(Source):
######
Sandro Mezzadra avait déjà travaillé à la critique de l’histoire linéaire dans un texte qui devient le 3e chapitre de La condition postcoloniale (terme, ce dernier, qu’il distingue de « postcolonialisme ») , « Temps historique et sémantique politique dans la critique postcoloniale ». Il y repère les « contre-géographies » de la modernité dans les colonies, sources de subjectivations alternatives. Il fait un allègre détour, par les théories nomades ouvertes à l’hybridation et aux fertilisations réciproques des connaissances, de l’operaismo (ouvriérisme) italien, au travers du « retour des galions » des conquètes coloniales - à l’« effet italien ». Cet effet se vérifie non seulement par la réception dans les universités de langue anglaise mais encore en Amérique latine, Afrique, Asie, des théories de philosophes italiens contemporains. S. Mezzadra adresse une critique marquée par les théories postcoloniales à un ouvriérisme encore trop débiteur de l’histoire mondiale linéaire, d’une cartographie faite de centre et de périphéries et partisan d’un sujet auto centré et central ; il revendique par ces moyens le décentrement et la déstabilisation de tous (les) récits par les modernité alternatives et les expériences plurielles. Il s’intéresse, par delà la fonction d’exploitation et d’accumulation du capitalisme, également à sa production de subjectivités et de formes culturelles ainsi qu’aux éléments constitutifs (les extériorités constitutives) qui portent à mettre en place les inclusions différentielles ou subordonnées. Il pense ainsi que la perspective postcoloniale peut élargir l’horizon ouvriériste par une « provincialisation » bénéfique. Il la situe pour sa part lui aussi principalement en l’Europe, car c’est bien l’Europe qu’il faut, encore, décoloniser. La dissolution de l’entité et de la perspective que nous appelons encore, à tort, le « tiers monde », permet de saisir l’hétérogénéité radicale et en même temps la coexistence et la complémentarité de différents régimes de production, de subjectivités et de temporalités. Comme l’esclavage a autrefois construit le capitalisme débutant, le capitalisme se met aujourd’hui, en Chine, au service du « socialisme ». En même temps le lien entre le salariat et la citoyenneté est désarticulé ou reconfiguré ; cette dislocation produit d’étonnantes manières de vivre, une inventivité et des formes culturelles de la part des individus et des populations en mouvement ; les exemples ne manquent pas.
######
(Données extraites):
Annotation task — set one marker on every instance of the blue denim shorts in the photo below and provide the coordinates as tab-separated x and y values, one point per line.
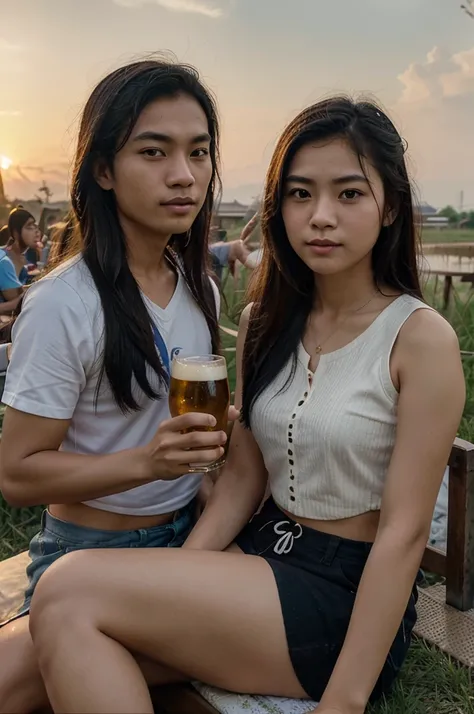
56	538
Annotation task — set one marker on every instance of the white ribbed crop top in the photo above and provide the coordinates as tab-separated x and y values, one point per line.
327	443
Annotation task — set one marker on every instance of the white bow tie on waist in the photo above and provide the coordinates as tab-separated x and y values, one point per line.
286	542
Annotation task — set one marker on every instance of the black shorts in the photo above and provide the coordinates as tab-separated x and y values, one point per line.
317	576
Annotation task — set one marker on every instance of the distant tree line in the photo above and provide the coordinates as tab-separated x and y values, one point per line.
463	219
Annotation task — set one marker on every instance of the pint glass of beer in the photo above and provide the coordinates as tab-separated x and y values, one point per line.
199	384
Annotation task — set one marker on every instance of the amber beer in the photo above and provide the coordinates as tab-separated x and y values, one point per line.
200	384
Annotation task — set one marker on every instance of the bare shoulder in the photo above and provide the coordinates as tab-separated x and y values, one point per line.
427	332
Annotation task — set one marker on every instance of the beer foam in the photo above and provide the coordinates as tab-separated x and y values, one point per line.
197	371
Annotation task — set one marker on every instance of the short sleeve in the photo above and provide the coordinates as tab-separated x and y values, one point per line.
53	349
217	297
8	276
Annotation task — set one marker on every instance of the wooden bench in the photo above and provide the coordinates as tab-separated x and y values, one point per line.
457	564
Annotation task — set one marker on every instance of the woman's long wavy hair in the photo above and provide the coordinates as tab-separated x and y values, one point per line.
283	288
95	230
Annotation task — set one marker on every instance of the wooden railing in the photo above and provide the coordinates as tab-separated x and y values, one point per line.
457	564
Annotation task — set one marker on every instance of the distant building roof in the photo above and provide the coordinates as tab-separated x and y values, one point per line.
427	210
233	209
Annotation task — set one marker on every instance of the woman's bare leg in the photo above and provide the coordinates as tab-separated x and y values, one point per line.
21	686
216	617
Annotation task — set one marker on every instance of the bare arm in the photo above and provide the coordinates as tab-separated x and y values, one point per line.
12	298
430	406
33	471
249	228
241	486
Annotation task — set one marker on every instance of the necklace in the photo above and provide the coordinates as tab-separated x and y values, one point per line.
319	347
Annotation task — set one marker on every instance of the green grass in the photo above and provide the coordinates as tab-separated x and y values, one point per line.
430	683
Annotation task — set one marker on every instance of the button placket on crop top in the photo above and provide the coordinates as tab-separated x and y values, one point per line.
327	444
305	359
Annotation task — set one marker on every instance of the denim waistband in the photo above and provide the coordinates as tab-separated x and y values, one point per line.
67	531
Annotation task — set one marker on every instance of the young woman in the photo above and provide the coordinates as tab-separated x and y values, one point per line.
87	382
24	235
351	394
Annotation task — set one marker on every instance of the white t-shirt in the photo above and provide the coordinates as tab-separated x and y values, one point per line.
54	369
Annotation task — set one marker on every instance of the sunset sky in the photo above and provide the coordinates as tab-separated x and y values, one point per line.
264	59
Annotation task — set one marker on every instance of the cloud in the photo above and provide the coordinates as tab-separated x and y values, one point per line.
435	111
200	7
438	76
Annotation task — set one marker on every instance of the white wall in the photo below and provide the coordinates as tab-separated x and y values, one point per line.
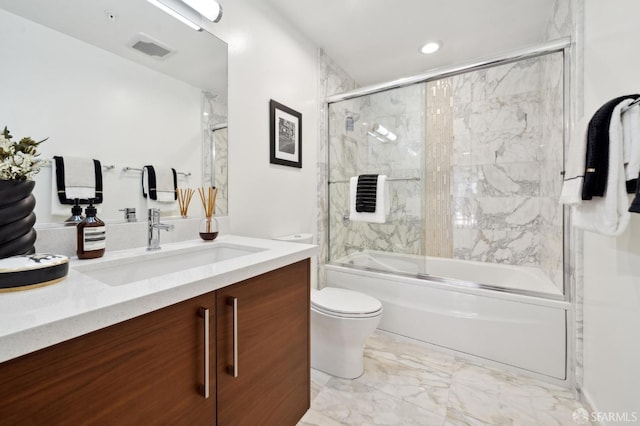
######
(Liste des tâches):
A) Traduisez en anglais cette phrase de la source : « Il pense ainsi que la perspective postcoloniale peut élargir l’horizon ouvriériste par une « provincialisation » bénéfique. »
B) D'après la source, quel chapitre de La condition postcoloniale devient le texte « Temps historique et sémantique politique dans la critique postcoloniale » ?
C) Condensez sous forme de liste le paragraphe de la source qui commence par « Sandro Mezzadra avait déjà travaillé », en conservant ses faits principaux.

(Tâches résolues):
A) He thus thinks that the postcolonial perspective can broaden the workerist horizon through a beneficial "provincialization."

B) Il devient le 3e chapitre.

C)
- Sandro Mezzadra a critiqué l'histoire linéaire dans « Temps historique et sémantique politique dans la critique postcoloniale », devenu le 3e chapitre de La condition postcoloniale.
- Il y repère les « contre-géographies » de la modernité dans les colonies, sources de subjectivations alternatives.
- Il passe par les théories nomades et l'operaismo italien jusqu'à l'« effet italien ». Cet effet se vérifie dans la réception des philosophes italiens contemporains dans les universités de langue anglaise, en Amérique latine, en Afrique et en Asie.
- Il reproche à l'ouvriérisme de rester débiteur de l'histoire mondiale linéaire, d'une cartographie centre-périphéries et d'un sujet central. Il revendique le décentrement de tous les récits.
- Il s'intéresse aussi à la production de subjectivités et de formes culturelles par le capitalisme, ainsi qu'aux extériorités constitutives des inclusions différentielles ou subordonnées.
- Selon lui, la perspective postcoloniale peut élargir l'horizon ouvriériste par une « provincialisation » située surtout en Europe, qu'il faut encore décoloniser.
- La dissolution de la notion de « tiers monde » permet de saisir l'hétérogénéité et la coexistence de régimes de production, de subjectivités et de temporalités.
- Comme l'esclavage a construit le capitalisme débutant, le capitalisme se met aujourd'hui, en Chine, au service du « socialisme ».
- Le lien entre salariat et citoyenneté est désarticulé ou reconfiguré. Cette dislocation produit de nouvelles manières de vivre et de nouvelles formes culturelles chez les populations en mouvement.